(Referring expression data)

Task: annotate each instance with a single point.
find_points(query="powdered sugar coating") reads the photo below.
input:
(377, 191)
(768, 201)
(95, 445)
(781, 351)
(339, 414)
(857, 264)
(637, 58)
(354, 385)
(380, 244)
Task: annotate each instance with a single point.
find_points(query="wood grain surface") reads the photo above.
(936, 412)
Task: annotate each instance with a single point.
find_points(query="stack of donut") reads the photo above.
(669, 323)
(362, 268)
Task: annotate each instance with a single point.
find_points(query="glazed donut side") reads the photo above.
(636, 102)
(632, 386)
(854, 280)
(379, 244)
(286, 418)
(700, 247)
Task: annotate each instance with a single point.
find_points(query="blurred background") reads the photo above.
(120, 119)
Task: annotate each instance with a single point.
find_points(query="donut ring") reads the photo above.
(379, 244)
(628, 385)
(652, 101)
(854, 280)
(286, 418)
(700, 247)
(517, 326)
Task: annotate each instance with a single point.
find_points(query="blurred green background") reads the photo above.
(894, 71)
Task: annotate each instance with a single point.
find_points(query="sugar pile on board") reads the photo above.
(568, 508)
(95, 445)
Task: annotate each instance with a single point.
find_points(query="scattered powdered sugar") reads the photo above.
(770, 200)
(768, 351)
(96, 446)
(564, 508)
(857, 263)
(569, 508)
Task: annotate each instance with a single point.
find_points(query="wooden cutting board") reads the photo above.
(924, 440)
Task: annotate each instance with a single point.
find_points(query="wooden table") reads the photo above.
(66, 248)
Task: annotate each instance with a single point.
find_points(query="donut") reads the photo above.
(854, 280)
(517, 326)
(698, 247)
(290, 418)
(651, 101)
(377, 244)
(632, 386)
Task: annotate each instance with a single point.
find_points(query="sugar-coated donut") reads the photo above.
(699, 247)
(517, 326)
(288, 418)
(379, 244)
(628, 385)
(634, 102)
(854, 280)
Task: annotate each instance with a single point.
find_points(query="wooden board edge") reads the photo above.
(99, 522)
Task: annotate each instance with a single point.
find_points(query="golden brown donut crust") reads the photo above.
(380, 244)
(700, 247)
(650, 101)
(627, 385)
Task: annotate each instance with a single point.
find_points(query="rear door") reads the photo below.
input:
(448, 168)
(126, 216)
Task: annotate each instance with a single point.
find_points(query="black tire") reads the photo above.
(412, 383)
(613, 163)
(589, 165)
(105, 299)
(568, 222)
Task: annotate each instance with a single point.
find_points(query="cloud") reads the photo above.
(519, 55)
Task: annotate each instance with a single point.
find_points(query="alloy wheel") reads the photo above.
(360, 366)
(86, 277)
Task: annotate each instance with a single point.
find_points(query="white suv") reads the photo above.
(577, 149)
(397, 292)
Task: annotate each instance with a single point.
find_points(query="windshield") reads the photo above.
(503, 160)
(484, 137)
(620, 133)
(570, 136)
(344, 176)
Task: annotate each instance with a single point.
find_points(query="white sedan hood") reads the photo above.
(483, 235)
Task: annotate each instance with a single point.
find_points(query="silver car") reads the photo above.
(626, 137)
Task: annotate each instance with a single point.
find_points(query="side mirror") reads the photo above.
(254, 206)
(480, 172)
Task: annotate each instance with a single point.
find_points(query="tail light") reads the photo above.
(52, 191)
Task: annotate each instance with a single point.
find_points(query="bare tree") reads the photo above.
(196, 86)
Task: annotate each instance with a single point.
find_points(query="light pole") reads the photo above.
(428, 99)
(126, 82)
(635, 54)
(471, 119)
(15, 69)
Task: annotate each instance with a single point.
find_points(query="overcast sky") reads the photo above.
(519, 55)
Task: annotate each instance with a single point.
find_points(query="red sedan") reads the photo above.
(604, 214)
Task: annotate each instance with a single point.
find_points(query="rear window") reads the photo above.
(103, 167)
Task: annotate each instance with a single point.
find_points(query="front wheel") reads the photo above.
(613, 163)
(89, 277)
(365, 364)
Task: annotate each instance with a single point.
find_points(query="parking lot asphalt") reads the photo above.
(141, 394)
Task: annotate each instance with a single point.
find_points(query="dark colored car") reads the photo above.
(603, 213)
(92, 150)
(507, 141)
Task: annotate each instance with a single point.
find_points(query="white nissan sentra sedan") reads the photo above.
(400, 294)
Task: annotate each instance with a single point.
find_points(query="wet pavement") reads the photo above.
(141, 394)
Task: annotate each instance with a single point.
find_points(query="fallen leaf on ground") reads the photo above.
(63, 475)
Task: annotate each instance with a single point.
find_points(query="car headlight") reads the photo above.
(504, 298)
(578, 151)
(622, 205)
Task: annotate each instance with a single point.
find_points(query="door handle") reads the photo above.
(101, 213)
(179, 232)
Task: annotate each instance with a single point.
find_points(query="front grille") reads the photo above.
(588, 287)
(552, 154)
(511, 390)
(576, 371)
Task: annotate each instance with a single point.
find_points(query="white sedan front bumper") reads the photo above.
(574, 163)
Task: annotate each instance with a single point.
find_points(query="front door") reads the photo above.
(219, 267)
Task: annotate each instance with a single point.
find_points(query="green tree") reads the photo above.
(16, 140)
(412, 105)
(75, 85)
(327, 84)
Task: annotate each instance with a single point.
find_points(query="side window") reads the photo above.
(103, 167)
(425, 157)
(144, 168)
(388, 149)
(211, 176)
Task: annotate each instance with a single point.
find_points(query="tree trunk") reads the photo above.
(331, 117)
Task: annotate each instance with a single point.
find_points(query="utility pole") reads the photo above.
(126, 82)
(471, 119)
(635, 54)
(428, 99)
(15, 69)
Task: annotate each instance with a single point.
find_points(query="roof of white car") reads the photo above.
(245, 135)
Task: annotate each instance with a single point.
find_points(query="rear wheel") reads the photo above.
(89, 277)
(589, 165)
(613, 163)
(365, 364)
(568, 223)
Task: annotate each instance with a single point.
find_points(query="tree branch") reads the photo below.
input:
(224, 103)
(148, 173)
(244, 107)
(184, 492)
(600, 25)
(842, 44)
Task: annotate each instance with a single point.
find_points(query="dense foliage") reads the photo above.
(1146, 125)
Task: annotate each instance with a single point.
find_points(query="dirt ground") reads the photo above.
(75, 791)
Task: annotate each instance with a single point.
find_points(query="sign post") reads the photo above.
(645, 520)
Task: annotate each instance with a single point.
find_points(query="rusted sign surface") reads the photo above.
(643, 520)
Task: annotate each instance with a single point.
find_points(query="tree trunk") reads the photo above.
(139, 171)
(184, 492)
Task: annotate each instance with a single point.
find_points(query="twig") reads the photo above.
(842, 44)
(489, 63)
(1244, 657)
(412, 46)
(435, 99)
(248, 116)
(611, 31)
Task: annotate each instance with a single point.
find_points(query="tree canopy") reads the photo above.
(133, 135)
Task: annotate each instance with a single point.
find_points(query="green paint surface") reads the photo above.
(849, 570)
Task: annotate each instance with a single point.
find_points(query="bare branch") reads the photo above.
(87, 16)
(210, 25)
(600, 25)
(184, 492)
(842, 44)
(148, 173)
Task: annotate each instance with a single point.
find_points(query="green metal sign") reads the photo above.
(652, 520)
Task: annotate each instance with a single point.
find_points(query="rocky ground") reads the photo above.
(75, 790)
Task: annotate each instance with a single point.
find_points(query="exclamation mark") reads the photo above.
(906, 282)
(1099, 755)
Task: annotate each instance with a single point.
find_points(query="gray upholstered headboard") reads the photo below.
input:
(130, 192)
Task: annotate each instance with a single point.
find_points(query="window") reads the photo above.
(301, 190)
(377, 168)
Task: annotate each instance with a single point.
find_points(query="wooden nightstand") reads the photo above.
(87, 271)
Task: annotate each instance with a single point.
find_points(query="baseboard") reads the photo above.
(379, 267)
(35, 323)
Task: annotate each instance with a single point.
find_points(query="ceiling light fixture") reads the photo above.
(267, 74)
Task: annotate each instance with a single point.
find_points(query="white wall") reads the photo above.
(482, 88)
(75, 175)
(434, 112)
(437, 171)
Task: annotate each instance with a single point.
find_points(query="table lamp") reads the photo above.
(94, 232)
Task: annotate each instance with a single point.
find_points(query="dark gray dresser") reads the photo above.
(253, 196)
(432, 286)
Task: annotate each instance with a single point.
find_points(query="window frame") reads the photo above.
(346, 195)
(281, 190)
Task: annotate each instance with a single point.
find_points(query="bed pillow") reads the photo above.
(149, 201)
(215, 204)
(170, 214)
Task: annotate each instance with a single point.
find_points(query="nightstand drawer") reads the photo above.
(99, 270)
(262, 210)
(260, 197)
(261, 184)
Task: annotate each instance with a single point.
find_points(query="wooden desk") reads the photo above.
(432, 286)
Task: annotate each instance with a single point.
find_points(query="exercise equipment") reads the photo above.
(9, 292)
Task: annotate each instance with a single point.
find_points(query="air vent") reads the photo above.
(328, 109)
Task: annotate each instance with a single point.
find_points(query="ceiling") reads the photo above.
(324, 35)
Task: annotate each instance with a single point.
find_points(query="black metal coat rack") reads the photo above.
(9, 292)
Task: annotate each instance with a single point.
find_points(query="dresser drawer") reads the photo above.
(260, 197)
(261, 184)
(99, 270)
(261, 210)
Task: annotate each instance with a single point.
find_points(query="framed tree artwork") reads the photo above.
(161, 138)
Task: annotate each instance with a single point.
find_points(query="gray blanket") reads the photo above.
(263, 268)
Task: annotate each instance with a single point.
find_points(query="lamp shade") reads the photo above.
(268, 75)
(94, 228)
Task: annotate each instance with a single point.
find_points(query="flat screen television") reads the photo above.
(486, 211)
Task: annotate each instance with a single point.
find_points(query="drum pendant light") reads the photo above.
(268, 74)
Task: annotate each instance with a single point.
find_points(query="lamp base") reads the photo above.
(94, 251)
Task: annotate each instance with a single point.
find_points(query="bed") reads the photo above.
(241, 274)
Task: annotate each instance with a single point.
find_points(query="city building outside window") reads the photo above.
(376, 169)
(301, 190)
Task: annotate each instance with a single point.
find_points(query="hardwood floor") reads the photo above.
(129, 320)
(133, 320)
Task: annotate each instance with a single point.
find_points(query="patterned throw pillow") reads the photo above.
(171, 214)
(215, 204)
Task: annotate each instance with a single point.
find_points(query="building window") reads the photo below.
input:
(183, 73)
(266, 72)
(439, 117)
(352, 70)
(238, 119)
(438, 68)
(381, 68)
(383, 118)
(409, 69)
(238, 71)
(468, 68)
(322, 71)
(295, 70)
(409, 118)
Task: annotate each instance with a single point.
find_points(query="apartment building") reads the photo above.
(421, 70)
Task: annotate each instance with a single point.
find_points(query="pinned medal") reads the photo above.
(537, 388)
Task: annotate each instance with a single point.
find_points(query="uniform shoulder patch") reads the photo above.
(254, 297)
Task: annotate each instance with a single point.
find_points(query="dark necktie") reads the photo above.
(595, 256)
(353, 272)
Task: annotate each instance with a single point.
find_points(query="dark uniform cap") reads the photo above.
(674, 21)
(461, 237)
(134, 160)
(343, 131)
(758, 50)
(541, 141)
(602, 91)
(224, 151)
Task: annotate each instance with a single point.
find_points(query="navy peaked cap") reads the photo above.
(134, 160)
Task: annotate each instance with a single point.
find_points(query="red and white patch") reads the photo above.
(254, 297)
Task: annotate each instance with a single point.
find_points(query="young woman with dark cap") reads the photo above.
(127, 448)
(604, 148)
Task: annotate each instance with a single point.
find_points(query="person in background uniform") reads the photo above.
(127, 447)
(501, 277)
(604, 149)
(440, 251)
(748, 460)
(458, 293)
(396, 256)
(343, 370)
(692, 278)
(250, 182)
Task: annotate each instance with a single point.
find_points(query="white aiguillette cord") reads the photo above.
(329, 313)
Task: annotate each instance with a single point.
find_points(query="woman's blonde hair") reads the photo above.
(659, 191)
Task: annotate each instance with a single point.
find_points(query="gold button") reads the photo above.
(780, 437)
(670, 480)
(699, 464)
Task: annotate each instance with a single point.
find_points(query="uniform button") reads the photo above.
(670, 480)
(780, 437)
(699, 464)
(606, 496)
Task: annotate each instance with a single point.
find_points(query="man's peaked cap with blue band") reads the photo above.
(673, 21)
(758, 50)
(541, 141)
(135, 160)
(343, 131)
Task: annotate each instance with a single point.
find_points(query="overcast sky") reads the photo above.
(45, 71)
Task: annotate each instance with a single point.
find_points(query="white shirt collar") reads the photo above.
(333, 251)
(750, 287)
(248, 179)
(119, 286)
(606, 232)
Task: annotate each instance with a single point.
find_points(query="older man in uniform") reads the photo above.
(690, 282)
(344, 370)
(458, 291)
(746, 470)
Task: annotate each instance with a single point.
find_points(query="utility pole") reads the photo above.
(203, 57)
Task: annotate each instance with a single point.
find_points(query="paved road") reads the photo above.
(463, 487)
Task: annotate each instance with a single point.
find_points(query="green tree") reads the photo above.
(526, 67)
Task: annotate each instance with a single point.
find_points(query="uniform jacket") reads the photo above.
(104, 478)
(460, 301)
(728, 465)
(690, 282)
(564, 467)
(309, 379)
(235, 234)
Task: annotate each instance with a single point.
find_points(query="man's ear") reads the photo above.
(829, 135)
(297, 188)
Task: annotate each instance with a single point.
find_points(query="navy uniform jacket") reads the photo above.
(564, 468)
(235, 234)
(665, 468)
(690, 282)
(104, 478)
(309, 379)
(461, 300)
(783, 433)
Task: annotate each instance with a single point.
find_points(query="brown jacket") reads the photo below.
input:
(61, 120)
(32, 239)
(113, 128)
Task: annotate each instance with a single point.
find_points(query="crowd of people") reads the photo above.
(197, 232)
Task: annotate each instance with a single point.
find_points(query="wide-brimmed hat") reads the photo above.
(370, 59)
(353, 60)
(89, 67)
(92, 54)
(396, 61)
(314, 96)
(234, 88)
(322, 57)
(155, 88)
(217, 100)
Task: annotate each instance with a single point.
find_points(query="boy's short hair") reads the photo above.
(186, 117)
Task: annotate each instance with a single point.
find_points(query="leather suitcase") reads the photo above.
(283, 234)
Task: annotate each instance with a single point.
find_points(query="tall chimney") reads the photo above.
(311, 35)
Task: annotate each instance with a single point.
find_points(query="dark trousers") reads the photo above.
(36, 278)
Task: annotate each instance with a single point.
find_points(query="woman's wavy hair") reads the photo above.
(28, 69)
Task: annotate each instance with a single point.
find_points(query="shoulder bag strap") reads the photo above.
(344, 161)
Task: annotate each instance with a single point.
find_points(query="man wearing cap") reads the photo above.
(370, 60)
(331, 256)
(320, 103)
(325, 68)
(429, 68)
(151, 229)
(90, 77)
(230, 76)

● **Directions for this task**
Return each full line of the entries that contains the word "below".

● **Completed task**
find_points(query="powdered sugar coating") reads the photo below.
find_points(query="rear door") reads the photo below.
find_points(query="tree branch") reads the photo below.
find_points(query="gray upholstered headboard") reads the photo below.
find_points(query="building window") reads the photo below.
find_points(query="brown jacket") reads the photo below.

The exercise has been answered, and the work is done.